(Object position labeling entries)
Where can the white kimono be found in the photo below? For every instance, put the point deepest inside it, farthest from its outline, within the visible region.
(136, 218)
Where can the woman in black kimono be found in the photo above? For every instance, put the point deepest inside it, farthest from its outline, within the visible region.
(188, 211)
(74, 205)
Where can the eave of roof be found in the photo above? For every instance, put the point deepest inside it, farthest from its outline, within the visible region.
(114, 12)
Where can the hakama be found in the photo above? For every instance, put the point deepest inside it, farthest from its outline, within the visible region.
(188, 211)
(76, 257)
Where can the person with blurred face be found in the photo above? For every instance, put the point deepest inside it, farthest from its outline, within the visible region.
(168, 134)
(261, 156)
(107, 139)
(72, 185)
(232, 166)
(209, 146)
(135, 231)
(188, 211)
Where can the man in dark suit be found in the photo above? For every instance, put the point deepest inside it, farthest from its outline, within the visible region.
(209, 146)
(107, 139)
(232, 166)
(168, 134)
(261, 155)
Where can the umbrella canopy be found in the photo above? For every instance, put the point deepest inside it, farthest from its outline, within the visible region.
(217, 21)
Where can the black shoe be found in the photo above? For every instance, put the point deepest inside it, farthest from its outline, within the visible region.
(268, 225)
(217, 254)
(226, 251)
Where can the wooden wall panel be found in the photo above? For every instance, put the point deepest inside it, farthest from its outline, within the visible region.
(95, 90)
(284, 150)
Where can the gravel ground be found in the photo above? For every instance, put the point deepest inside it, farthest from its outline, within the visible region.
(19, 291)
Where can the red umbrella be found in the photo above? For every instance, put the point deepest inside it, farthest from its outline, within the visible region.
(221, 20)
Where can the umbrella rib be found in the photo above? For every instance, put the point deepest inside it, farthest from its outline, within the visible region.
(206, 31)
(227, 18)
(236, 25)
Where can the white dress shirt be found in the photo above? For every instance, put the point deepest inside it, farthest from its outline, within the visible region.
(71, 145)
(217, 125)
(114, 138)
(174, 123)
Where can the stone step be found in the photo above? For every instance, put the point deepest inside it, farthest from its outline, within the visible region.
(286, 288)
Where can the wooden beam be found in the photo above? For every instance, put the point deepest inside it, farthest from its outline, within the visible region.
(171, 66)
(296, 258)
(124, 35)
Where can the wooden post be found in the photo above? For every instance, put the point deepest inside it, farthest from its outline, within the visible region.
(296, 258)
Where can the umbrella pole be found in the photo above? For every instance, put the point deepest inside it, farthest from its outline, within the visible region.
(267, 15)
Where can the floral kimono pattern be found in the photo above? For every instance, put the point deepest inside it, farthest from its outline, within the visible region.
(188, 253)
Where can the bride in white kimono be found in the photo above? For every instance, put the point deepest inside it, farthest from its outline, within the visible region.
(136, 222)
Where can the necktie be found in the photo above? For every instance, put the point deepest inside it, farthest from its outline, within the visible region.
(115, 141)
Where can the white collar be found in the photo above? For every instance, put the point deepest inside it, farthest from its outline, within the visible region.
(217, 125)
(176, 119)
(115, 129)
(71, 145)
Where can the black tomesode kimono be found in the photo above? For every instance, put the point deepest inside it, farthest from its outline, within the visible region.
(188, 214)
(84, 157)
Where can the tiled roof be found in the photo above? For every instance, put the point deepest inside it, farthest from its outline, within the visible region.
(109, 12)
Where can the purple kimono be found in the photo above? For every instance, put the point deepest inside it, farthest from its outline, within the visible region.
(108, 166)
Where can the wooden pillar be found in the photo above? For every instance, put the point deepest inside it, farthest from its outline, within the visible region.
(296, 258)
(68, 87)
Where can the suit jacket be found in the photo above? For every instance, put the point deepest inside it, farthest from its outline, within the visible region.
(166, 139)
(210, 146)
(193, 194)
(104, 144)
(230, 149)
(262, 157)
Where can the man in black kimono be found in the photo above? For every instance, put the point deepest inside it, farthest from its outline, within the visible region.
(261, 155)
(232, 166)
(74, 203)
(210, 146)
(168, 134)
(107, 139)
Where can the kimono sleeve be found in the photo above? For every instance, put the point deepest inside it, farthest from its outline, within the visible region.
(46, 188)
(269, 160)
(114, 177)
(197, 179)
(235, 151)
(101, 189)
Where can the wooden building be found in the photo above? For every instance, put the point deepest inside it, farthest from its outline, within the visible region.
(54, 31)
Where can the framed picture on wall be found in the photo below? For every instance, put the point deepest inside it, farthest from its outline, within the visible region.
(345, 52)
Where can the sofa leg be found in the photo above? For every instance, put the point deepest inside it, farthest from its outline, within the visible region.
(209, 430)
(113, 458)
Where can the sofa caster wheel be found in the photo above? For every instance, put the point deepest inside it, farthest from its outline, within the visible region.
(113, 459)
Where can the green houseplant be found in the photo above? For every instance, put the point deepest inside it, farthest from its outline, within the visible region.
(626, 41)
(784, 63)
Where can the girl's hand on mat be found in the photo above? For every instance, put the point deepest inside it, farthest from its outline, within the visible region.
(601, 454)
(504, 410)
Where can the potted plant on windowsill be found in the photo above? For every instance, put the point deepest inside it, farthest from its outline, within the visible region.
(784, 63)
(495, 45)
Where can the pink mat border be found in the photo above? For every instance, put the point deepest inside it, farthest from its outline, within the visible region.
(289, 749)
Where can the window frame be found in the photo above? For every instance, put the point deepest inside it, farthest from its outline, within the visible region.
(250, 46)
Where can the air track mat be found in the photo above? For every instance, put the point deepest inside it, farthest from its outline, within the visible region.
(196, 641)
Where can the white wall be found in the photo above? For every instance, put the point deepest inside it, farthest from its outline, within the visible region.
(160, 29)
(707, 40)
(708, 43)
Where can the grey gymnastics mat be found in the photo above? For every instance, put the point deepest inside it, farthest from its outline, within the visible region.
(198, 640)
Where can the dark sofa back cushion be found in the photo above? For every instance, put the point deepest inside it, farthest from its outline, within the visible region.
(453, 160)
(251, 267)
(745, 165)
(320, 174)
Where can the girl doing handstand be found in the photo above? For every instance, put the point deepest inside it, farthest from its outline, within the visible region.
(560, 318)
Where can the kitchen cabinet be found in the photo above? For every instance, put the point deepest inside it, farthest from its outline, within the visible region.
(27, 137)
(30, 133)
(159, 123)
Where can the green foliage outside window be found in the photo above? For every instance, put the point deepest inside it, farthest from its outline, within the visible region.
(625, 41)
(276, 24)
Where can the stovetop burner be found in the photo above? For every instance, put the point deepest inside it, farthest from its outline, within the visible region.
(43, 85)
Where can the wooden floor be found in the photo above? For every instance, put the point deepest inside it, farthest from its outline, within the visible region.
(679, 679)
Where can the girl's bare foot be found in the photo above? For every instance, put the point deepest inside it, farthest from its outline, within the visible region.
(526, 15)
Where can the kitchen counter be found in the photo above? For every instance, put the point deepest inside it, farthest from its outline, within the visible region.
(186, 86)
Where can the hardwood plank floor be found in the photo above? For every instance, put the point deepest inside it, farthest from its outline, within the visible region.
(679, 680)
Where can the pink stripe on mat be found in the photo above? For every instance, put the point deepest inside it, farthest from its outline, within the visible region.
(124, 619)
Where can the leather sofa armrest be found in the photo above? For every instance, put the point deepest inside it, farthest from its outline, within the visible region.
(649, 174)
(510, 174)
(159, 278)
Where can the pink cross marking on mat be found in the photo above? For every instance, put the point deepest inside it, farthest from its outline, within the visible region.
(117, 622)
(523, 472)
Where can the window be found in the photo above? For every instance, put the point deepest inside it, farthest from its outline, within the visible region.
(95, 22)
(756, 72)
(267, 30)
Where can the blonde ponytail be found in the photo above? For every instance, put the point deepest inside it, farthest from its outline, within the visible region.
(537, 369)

WHAT YOU HAVE TO DO
Return all of the entries exactly as they were supplied.

SOLVED EXERCISE
Where can the white kimono be found in the photo below? For every instance, put the point deepest inside it, farthest from its outline, within the visible region.
(136, 218)
Where can the woman in black kimono be found in the photo above? For every instance, put the point deepest inside it, farthest from its outline, within the visible region.
(188, 211)
(74, 205)
Where can the eave of roof be found in the photo above? For every instance, put the point deepest inside it, farthest from its outline, within the visible region.
(114, 12)
Where can the hakama be found in the photo above? For every instance, put the point deepest inside it, farthest from its outline, within the visible region.
(188, 211)
(76, 257)
Where can the person with blurred face be found in the photo above? For every instance, put the point deepest inside it, farthest from its outline, within the visible region.
(168, 134)
(261, 156)
(107, 139)
(72, 185)
(232, 166)
(209, 146)
(135, 231)
(188, 211)
Where can the man in dark suit be found in the photo above? For every instance, put the point deepest inside it, farthest from its outline, within the visible region.
(209, 146)
(107, 139)
(232, 166)
(168, 134)
(261, 155)
Where can the umbrella canopy be found in the photo above? For every instance, put the point deepest inside it, farthest from its outline, within the visible region.
(217, 21)
Where can the black shoe be found in the photo above? For every instance, put the point deepest inside it, farthest from its outline, within the visible region.
(268, 225)
(217, 254)
(226, 251)
Where can the wooden wall panel be found in the photo above? For every instance, put the point deepest inside it, farthest from its outline, within the visible region.
(95, 90)
(284, 150)
Where can the gravel ground be found in the photo above? For every instance, put the point deepest inside it, farthest from its outline, within the visible region.
(19, 291)
Where can the red umbrella be found in the photo above? For every instance, put the point deepest inside it, farthest from its outline, within the visible region.
(221, 20)
Where can the umbrella rib be found in the photo above? For every instance, put the point deepest inside it, farthest from its outline, within the visible region.
(206, 31)
(227, 18)
(236, 25)
Where can the white dress shirt be found in the photo above? For every instance, put the point deepest inside it, farthest from its outline, within the visible region.
(71, 145)
(217, 125)
(114, 138)
(174, 123)
Where can the stone step be found in the photo above? For every instance, put the point deepest inside it, farthest from its outline, within the visible region.
(286, 288)
Where can the wooden beam be found in the photo above? For every instance, put the point deepest inside it, farthest from its outline, within the visible region.
(171, 66)
(296, 258)
(124, 35)
Where can the wooden post be found in the photo above? For every instance, put the point deepest inside it, farthest from its outline, within the visible region.
(296, 258)
Where can the umbrella pole be found in the photo above? For every instance, put the point deepest inside it, farthest from its outline, within the visible region.
(267, 15)
Where can the floral kimono pattern be found in the photo above? For every instance, put the point deepest inside it, farthest from its outline, within the visible region.
(188, 253)
Where can the bride in white kimono be found in the photo above? For every instance, put the point deepest inside it, farthest from its outline, within the visible region.
(136, 222)
Where can the necktie be found in the photo above? For every instance, put the point deepest inside it, farthest from its outline, within the visible region.
(115, 141)
Where can the white collar be found in the photo above? For every instance, put the point deepest inside it, farthest from its outline, within the visible region.
(217, 125)
(176, 119)
(115, 129)
(71, 145)
Where can the black tomesode kimono be found in the photo above? For every instance, put the point deepest inside it, farthest from its outline, within the visible region.
(188, 214)
(84, 157)
Where can the tiled roof be found in the photo above? For every instance, put the point deepest inside it, farthest from its outline, within the visible region.
(109, 12)
Where can the purple kimono be found in the photo above? For every instance, put the point deepest inside it, farthest from its outline, within the visible region.
(108, 166)
Where can the wooden pillar be found in the photo above? For every instance, put the point deepest inside it, farthest from its outline, within the visible region.
(296, 258)
(68, 87)
Where can the suit jacket be found in the photo above? For every instance, put the point deepest inside it, farthest from its outline, within the visible region.
(166, 139)
(210, 146)
(193, 194)
(104, 144)
(230, 149)
(262, 157)
Where can the man in black kimono be found in the photo above? For every instance, put the point deepest inside it, farthest from its outline, within the visible region.
(261, 155)
(232, 166)
(74, 203)
(210, 146)
(168, 134)
(107, 139)
Where can the kimono sleeve be found in the photo above? For every instance, put the point deepest inside it, farthest from its outline, within the visible region.
(46, 188)
(269, 160)
(114, 177)
(197, 179)
(235, 151)
(101, 189)
Where can the wooden building be found in the photo above? For every instance, put the point deepest inside it, farthest from its outline, within the visible region.
(54, 31)
Where can the framed picture on wall be found in the photo below? For every instance, put the point deepest inside it, farthest from its outline, within the visible region.
(345, 52)
Where can the sofa leg be found in the photo above? For every instance, put the point deepest inside it, farthest from its outline, within the visible region.
(209, 430)
(113, 458)
Where can the sofa caster wheel be found in the photo above? For every instance, put the point deepest inside it, farthest from its outline, within the visible region.
(113, 459)
Where can the green houseplant be found in the photo above? For every instance, put the point deepest inside it, farthest from its outline, within the visible region.
(626, 41)
(784, 63)
Where can the girl's hand on mat be found in the photo above? For every instance, put the point deepest inside it, farthest from its outline, within the visible region.
(601, 454)
(504, 410)
Where can the potted plant on windowsill be found in the photo above? For every instance, put the point deepest inside it, farthest from its outline, within the visible region.
(784, 63)
(495, 45)
Where can the pink mat border be found in the photo above? For every instance, put the point deepest inside it, farthest from its outline, within the visible region.
(289, 749)
Where can the window frame be found in the photo above? For every instance, put the point deepest inside it, farthest from its outline, within the visible region.
(250, 46)
Where can the air track mat be found in the photo above? For every instance, put the point deepest inside it, farthest from its outline, within the visible region.
(196, 641)
Where can the white wall be found in the photo above? For every instance, put the point deepest inside it, farthest from its outline, within the visible region.
(160, 29)
(707, 40)
(708, 43)
Where can the grey gymnastics mat be found in the photo above? For every instance, put the point deepest inside it, farthest from its outline, within the visible region.
(198, 640)
Where can the dark sofa back cushion be found in the photo above? For every instance, put the point deepest inside it, farthest from its outline, within the visible region.
(453, 160)
(251, 267)
(745, 165)
(320, 174)
Where can the girl doing handstand be found in the photo above? For every instance, put the point deepest inside it, farthest from its outline, within the visible region.
(560, 318)
Where can the kitchen cabinet be found in the photo above? For every instance, put the point deepest inside it, farthest from its outline, within the visible region.
(27, 137)
(30, 133)
(159, 123)
Where can the green foliage outside window be found in the photo above? For every instance, put the point deepest inside it, farthest from its outline, within the visible region.
(625, 41)
(276, 24)
Where can the stovetop burner be found in the photo above? For every instance, put the point deepest inside it, farthest from its outline, within the visible region.
(43, 85)
Where can the wooden floor be found in the photo above? For every instance, put the point deepest inside it, farthest from its outline, within the visible region.
(679, 679)
Where can the girl's bare foot be found in the photo above? For every instance, put the point deepest inside it, farthest from its outline, within the visible region.
(526, 15)
Where can the kitchen counter be found in the photo above? For every instance, put the point deepest inside it, farthest from its outline, within the visible region.
(186, 86)
Where can the hardwood plank floor be found in the photo above? For every instance, put the point deepest inside it, farthest from its outline, within the visible region.
(679, 680)
Where can the pink stripe on mat be found in the photo above? For every instance, put the point deepest inside it, farthest from its outline, within the visible region.
(124, 619)
Where can the leather sofa armrest be found in the photo above? For every instance, put the point deepest inside it, farthest from its outline, within the visible region.
(649, 174)
(510, 174)
(159, 278)
Where can the pink cross marking on mat be found in the photo above? For every instance, put the point deepest inside it, farthest from its outline, within the visible region.
(117, 622)
(523, 472)
Where can the window be found in the photo above? For every instance, put the point deepest inside it, farthest from its outline, within the visible region.
(95, 22)
(756, 72)
(267, 30)
Where can the blonde ponytail be found in the photo above? For every instance, put the point deepest inside it, farthest from its outline, within the visible region.
(537, 369)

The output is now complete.